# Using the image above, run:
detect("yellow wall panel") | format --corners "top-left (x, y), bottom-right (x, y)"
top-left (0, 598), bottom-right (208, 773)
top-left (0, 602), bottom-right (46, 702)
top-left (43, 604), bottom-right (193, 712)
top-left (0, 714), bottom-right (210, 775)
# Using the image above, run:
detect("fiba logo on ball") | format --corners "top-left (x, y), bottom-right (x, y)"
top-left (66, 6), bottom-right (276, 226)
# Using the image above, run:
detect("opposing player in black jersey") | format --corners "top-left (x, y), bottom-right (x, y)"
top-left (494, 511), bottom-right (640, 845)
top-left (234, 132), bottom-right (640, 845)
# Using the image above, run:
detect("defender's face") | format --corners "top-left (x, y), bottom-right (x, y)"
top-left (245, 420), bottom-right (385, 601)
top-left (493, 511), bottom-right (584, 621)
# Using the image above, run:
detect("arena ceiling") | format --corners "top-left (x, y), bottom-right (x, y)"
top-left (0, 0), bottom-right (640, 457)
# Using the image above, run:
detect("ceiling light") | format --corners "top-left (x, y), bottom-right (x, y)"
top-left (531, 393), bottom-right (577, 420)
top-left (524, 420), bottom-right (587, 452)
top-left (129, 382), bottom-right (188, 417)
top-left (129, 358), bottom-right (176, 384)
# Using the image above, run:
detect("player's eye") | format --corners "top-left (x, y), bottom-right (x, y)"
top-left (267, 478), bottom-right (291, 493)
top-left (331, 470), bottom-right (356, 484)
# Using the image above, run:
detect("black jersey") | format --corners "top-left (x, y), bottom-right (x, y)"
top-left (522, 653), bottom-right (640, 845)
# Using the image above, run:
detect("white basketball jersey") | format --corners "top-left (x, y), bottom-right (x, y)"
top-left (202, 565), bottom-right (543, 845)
* * * * *
TASK OBJECTIVE =>
Can you turn the material above into a two-column CSV with the headers input and output, giving one row per detect call? Put the full text that asks for it in input and all the coordinate lines that follow it in output, enclosing each field in double quotes and replacing line breaks with spaces.

WORKED ANSWER =>
input,output
"# Using the image above, run: detect(""yellow wall panel"") | format --corners ""top-left (x, y), bottom-right (x, y)""","top-left (0, 598), bottom-right (208, 773) top-left (0, 602), bottom-right (46, 702) top-left (43, 604), bottom-right (193, 712) top-left (0, 714), bottom-right (210, 775)"
"# Using the image above, run: detect(""fiba logo on ball"") | format --corners ""top-left (x, y), bottom-right (x, y)""","top-left (66, 6), bottom-right (276, 226)"
"# Using the image above, run: detect(""opposing player in black jersey"") | format --corners ""top-left (x, y), bottom-right (x, y)""","top-left (494, 511), bottom-right (640, 845) top-left (234, 132), bottom-right (640, 845)"
"# Using the image above, run: detect(""defender's face"") | format --corners ""top-left (x, y), bottom-right (x, y)""","top-left (245, 420), bottom-right (385, 601) top-left (493, 511), bottom-right (584, 621)"
"# Using the image above, run: detect(""arena ceiling"") | format --corners ""top-left (x, y), bottom-right (x, y)""","top-left (0, 0), bottom-right (640, 457)"
"# Using the image above, run: detect(""ceiling light"") | format --corners ""top-left (x, y), bottom-right (x, y)""","top-left (531, 393), bottom-right (577, 420) top-left (524, 420), bottom-right (587, 452) top-left (129, 382), bottom-right (188, 417) top-left (129, 358), bottom-right (176, 384)"
"# Using the image above, run: detect(""player's eye"") | format --corners ""top-left (x, y), bottom-right (x, y)""","top-left (267, 478), bottom-right (291, 493) top-left (331, 470), bottom-right (356, 484)"
"# Using the image above, run: detect(""black jersey"") | format --corners ""top-left (x, y), bottom-right (x, y)""","top-left (522, 653), bottom-right (640, 845)"
"# Using the image above, run: detect(""white basketball jersey"") | format --corners ""top-left (x, y), bottom-right (x, y)""","top-left (202, 565), bottom-right (543, 845)"